DIRECTIONS FOR THIS TASK
Copy every line of the records below that holds the word "puffer".

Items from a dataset

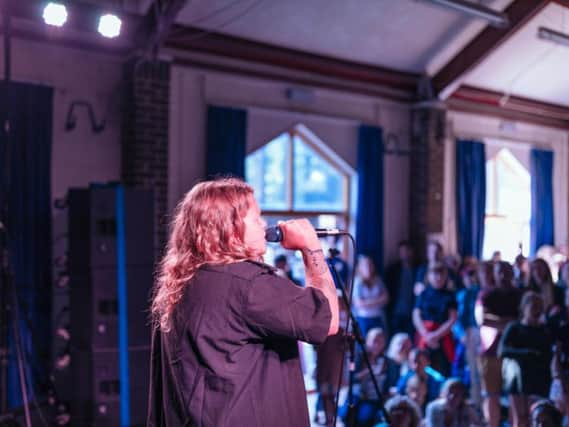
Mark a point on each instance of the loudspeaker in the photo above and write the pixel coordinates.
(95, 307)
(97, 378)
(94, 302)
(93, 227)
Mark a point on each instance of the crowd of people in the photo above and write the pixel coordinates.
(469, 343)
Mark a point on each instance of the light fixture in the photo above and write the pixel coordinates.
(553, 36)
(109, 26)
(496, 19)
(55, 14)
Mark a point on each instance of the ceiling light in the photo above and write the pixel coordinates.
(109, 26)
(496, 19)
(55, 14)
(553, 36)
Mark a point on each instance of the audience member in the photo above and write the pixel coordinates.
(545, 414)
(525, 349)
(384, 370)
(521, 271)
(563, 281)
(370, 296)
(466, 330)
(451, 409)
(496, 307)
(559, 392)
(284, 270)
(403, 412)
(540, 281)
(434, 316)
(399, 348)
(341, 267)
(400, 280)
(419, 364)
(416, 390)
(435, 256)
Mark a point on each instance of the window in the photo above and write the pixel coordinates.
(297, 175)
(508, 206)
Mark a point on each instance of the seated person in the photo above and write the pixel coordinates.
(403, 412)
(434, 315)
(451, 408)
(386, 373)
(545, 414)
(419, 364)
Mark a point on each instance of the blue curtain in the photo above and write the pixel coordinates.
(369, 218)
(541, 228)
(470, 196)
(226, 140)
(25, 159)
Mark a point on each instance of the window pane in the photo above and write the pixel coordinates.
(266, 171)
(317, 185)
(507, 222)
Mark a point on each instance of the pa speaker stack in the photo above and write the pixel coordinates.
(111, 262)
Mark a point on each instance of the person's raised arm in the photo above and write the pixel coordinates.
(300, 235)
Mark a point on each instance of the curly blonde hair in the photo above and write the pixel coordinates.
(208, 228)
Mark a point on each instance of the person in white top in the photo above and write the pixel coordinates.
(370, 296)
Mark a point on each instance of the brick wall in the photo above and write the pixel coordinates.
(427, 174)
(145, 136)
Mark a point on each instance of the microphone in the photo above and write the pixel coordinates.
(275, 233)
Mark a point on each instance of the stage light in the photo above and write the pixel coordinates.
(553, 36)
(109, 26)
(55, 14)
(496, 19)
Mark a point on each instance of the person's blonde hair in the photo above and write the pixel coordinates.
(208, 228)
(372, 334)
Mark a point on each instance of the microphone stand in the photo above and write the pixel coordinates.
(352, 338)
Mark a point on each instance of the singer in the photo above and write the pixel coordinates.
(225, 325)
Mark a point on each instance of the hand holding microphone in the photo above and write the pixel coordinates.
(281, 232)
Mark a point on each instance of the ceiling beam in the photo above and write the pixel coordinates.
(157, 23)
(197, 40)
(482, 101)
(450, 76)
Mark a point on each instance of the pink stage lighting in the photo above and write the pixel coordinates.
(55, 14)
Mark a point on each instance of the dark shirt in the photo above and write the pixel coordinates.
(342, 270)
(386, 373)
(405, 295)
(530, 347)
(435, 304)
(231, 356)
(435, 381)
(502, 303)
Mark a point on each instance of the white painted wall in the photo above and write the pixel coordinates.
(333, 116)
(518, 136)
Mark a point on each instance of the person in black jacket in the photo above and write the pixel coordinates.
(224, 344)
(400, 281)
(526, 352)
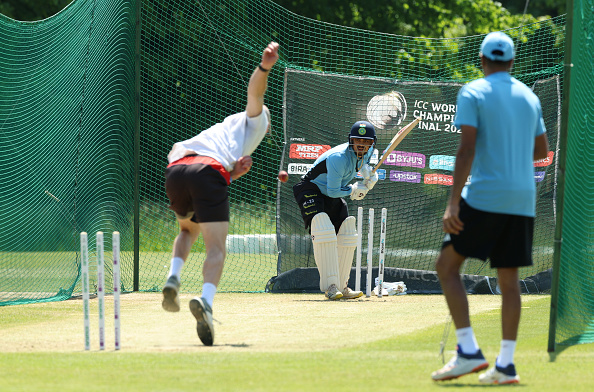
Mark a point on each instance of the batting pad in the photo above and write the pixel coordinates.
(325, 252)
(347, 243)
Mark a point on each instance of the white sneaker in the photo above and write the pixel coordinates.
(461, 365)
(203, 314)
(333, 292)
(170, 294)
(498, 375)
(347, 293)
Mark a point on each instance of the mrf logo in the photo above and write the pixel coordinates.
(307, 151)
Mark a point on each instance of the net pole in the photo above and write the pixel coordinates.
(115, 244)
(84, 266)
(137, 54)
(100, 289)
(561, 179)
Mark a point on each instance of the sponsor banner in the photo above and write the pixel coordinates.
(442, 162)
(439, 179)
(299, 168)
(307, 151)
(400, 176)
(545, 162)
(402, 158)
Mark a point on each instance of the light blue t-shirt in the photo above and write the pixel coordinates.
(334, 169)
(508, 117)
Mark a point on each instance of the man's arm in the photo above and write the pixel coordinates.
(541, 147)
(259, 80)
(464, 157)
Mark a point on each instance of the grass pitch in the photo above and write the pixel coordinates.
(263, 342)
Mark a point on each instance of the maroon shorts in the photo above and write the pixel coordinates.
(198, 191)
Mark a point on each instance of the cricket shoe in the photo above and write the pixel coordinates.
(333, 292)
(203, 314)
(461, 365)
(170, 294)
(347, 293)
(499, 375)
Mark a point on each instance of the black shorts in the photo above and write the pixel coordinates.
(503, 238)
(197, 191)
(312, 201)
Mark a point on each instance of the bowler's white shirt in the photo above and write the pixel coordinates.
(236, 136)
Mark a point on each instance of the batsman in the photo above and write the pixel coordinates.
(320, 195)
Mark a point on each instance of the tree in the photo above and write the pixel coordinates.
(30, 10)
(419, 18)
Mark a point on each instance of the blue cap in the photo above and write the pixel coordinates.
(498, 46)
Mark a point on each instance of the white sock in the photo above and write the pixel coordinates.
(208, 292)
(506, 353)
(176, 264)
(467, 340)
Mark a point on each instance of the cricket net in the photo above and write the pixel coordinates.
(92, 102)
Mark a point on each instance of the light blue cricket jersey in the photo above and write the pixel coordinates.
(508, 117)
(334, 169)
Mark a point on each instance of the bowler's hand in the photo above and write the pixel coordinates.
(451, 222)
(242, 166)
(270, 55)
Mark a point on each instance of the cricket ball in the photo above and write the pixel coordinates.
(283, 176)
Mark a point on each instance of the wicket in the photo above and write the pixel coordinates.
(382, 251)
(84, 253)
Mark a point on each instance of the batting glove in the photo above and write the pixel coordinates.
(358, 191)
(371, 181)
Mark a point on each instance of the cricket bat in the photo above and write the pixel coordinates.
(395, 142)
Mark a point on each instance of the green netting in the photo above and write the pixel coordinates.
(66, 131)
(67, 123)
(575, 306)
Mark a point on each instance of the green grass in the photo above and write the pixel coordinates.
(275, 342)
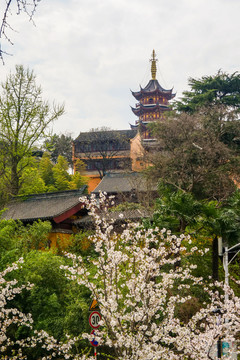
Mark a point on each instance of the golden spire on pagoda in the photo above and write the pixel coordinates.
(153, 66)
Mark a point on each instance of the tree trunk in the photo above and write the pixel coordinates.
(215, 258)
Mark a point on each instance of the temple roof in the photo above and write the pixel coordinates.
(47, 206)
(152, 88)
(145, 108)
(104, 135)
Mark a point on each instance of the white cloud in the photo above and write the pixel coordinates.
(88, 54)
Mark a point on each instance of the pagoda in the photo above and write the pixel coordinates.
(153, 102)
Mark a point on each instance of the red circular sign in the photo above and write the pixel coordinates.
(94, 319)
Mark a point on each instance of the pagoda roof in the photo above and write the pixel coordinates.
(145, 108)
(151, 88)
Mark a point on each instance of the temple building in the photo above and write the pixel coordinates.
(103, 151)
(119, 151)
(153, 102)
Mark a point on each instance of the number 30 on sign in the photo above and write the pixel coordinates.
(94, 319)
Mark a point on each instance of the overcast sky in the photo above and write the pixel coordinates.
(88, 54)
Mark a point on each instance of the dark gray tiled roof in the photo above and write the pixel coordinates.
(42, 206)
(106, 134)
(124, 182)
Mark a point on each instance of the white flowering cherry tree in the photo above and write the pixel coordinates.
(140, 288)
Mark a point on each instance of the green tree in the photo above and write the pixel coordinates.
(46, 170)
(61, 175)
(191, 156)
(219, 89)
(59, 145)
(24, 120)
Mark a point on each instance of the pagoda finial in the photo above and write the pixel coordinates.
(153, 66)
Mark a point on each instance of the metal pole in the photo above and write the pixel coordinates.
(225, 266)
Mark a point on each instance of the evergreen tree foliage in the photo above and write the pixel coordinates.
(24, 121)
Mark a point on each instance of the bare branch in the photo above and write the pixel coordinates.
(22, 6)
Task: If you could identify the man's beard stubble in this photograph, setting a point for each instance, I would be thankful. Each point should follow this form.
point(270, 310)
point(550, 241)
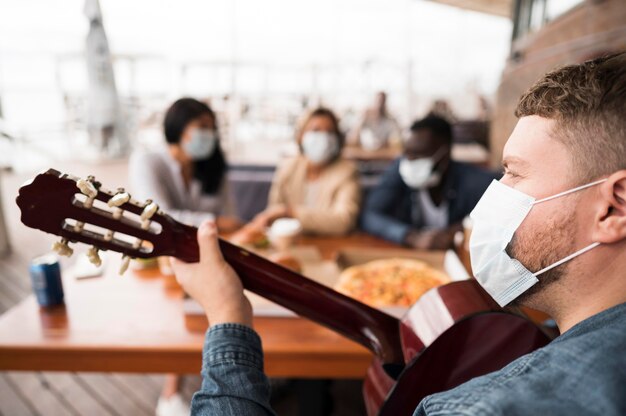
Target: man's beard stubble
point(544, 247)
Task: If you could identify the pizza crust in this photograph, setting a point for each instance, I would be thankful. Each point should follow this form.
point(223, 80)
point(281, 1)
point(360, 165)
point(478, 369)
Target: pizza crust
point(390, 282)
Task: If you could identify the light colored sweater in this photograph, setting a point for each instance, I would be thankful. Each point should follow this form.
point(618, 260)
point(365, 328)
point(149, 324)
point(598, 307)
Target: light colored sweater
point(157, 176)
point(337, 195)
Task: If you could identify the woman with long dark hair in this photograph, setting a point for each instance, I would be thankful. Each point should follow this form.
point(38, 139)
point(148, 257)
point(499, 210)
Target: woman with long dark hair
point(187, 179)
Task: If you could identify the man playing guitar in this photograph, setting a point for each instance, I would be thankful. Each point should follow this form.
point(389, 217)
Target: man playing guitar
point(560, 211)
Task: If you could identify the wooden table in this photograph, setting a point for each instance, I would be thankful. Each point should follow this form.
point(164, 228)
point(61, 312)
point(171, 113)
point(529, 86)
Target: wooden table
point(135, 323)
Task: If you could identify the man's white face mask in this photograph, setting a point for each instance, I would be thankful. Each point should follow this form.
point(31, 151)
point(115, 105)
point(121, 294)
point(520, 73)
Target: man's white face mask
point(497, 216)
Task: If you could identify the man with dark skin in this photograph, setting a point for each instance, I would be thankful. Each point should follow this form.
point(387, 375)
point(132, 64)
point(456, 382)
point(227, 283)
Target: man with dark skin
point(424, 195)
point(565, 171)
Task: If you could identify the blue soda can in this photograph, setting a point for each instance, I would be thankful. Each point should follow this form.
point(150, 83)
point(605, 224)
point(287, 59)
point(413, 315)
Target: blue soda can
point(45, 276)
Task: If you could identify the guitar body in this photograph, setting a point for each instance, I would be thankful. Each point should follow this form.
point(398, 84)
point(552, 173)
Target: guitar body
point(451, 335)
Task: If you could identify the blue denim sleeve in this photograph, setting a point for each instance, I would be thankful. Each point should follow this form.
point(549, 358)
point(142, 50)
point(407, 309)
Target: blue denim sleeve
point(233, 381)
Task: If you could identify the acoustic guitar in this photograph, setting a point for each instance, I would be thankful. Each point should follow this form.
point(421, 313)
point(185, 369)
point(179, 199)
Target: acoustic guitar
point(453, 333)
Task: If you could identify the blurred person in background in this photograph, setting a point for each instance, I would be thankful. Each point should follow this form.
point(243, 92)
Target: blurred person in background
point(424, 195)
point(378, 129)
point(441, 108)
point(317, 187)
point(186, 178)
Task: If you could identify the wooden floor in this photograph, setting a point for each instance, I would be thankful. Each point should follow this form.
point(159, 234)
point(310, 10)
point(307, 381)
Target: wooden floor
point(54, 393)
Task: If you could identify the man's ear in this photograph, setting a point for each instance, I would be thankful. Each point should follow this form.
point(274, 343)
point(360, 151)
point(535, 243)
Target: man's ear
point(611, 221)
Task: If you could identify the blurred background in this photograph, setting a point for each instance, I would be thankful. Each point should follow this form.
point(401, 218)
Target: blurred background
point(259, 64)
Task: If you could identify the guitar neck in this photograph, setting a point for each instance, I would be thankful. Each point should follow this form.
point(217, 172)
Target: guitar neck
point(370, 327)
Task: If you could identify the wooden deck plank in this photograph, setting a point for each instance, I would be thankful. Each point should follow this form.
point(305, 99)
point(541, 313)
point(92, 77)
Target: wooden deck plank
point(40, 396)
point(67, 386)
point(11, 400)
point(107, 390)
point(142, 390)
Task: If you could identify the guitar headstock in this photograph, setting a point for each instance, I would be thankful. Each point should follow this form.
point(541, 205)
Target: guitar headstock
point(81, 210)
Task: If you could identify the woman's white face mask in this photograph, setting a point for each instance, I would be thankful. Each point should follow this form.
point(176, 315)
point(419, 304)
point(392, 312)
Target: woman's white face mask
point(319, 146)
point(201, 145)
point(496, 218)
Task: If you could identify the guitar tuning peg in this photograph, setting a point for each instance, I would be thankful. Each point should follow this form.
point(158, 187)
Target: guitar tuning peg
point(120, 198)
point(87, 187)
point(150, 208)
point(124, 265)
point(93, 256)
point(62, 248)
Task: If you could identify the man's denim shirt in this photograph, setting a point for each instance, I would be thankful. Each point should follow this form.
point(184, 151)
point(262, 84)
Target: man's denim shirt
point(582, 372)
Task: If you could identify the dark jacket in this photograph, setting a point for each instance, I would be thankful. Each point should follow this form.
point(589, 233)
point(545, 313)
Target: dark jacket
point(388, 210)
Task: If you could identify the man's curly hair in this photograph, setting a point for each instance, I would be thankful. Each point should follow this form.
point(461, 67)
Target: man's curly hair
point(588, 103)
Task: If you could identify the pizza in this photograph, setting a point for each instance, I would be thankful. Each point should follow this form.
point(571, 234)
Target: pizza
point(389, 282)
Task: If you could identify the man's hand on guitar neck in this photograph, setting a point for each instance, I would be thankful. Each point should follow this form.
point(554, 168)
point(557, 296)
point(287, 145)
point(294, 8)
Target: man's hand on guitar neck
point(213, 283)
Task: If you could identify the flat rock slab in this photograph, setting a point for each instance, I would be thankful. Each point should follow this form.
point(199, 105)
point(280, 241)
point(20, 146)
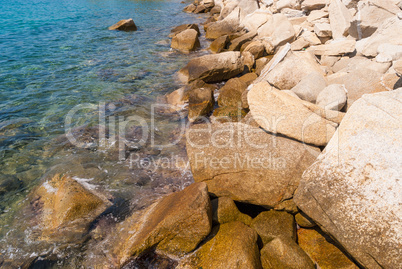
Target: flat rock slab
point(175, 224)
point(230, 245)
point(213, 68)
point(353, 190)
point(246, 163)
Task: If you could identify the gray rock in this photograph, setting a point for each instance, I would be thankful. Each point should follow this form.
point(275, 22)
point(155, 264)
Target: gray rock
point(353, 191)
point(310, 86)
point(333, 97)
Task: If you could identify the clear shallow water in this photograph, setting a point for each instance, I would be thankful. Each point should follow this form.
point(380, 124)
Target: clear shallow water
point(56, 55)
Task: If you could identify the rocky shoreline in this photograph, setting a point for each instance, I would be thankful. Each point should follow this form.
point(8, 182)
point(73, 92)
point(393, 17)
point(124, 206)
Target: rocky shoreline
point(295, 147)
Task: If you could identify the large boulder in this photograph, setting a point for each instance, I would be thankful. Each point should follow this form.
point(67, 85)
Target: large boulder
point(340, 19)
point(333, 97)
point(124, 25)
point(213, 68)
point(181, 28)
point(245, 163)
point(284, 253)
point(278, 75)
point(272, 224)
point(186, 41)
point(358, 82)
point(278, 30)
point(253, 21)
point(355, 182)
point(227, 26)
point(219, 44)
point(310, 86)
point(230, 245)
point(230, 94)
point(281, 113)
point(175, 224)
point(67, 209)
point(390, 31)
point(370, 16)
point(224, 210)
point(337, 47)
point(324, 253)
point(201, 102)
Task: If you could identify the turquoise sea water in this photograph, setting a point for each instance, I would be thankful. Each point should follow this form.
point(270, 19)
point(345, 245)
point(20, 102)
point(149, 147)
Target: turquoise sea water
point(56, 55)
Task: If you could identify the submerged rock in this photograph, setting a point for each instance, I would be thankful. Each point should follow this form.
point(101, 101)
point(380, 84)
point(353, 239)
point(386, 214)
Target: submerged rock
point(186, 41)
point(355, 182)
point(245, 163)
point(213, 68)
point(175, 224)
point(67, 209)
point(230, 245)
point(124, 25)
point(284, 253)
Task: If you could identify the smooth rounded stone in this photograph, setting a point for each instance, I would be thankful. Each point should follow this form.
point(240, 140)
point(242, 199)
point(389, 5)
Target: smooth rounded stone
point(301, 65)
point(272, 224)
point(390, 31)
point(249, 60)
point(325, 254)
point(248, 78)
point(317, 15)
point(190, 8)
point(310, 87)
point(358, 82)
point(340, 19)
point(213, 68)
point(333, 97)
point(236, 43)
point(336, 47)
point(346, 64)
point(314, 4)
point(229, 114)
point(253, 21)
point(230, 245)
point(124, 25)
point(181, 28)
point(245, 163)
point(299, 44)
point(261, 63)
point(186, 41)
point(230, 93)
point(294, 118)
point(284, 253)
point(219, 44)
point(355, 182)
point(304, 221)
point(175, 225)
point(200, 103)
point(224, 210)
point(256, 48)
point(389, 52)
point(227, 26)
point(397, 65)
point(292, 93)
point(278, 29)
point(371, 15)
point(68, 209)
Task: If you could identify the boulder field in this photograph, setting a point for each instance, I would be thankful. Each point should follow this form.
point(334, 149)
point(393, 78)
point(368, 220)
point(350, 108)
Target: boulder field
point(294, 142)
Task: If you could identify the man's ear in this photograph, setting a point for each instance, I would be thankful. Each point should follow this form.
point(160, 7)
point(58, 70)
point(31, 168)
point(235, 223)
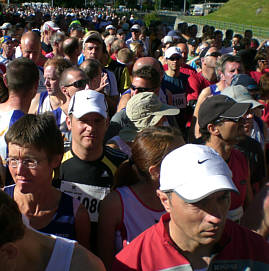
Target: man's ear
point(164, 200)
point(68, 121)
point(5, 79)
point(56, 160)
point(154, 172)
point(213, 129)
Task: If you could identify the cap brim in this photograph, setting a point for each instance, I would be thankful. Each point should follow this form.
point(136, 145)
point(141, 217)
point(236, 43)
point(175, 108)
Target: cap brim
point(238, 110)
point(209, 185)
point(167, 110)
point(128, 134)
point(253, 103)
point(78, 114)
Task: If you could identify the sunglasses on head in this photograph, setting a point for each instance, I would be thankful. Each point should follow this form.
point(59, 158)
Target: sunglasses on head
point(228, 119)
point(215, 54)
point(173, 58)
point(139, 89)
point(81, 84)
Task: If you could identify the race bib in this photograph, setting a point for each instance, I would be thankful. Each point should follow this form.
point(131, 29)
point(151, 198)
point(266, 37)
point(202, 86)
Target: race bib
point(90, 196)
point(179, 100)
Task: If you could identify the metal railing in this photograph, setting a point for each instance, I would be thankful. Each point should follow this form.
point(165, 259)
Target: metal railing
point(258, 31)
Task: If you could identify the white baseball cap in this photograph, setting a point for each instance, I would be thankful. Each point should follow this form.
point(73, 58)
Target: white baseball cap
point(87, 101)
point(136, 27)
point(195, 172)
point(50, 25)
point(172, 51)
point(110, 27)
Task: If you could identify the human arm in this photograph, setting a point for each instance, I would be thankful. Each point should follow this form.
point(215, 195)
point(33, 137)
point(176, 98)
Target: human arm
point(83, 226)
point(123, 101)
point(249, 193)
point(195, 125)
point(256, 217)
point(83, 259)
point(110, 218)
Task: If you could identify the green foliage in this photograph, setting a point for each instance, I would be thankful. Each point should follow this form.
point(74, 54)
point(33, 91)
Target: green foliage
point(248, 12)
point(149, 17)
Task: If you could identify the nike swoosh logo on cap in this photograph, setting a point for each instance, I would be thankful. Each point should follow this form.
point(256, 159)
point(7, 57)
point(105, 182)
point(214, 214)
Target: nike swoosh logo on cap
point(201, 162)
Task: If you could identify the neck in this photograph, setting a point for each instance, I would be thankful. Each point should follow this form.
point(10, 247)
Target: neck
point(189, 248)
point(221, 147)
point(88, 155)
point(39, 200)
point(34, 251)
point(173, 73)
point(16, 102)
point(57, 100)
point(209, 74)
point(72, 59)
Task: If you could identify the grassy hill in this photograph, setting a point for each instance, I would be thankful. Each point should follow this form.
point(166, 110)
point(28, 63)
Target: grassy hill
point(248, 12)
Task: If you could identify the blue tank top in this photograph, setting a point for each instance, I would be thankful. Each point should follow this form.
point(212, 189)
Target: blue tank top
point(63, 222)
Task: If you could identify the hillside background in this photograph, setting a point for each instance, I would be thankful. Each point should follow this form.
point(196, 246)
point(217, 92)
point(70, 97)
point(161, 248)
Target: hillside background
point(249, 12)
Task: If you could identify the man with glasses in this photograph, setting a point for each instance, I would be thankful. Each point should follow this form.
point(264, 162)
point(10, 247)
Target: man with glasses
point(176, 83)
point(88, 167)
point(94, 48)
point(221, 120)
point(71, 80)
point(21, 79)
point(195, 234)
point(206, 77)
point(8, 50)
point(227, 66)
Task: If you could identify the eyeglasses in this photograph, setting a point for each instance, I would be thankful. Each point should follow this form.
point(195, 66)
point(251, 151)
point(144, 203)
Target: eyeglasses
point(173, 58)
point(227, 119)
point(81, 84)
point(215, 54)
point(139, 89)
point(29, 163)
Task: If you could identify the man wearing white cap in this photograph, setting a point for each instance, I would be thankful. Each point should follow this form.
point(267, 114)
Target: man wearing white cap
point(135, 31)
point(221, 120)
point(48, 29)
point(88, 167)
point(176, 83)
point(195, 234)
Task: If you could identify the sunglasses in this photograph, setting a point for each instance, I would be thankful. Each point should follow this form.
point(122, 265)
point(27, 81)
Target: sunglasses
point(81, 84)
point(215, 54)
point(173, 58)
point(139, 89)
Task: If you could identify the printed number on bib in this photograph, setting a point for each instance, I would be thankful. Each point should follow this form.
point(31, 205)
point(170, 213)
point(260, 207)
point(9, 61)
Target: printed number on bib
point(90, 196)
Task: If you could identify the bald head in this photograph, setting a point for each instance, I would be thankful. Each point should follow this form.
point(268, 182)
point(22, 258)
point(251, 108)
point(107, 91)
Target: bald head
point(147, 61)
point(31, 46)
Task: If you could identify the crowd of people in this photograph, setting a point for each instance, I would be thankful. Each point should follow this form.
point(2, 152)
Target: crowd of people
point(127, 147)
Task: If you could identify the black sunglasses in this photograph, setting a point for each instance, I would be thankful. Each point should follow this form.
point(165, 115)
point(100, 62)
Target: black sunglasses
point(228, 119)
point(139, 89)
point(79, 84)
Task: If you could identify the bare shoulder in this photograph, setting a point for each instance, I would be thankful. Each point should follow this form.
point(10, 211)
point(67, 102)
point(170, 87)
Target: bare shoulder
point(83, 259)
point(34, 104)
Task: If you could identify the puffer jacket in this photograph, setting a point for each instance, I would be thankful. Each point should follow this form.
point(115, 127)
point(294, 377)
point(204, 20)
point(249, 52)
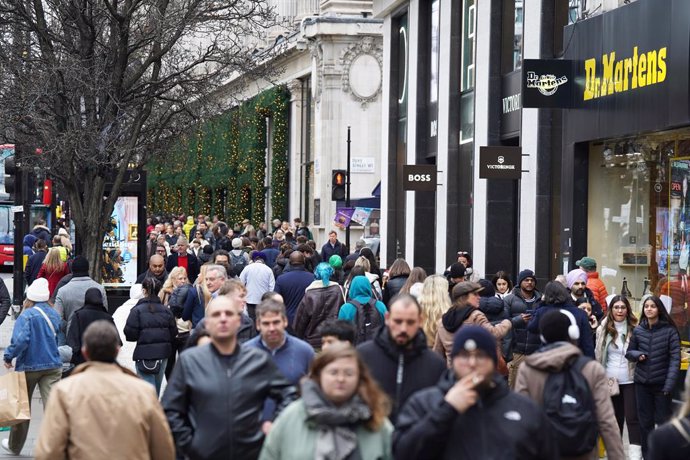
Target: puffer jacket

COMPLETED EXERCISE
Task: If you could identify the puffer jacket in this photograph, setting a point for each instance, I would be thankful. Each point should follow this form.
Target: puffer jacket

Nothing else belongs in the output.